• **TASK MATERIAL**
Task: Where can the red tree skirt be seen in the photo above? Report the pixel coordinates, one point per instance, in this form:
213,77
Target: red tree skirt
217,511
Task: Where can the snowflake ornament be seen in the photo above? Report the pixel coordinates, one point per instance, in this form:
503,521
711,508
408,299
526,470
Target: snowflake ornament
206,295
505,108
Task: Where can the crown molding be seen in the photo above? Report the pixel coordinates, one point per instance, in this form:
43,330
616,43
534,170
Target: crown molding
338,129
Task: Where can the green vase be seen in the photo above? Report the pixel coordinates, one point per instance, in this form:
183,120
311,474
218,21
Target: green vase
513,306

• **WHAT IS NEEDED**
Everything from the line with "Target: snowflake ornament" to the end of the listing above needs to be duplicated exactly, both end lines included, with nothing more.

• **TASK SOLUTION**
Target: snowflake ornament
206,295
505,108
Task: Where can the crown molding be seen in the photo above? Report the pixel coordinates, one point per instance, in this form:
43,330
616,43
534,170
Target: crown molding
338,129
Task: Where can the green vase be seen in the photo above? Report the pixel coordinates, one point per instance, in this form:
183,120
311,474
218,21
Target: green vase
513,306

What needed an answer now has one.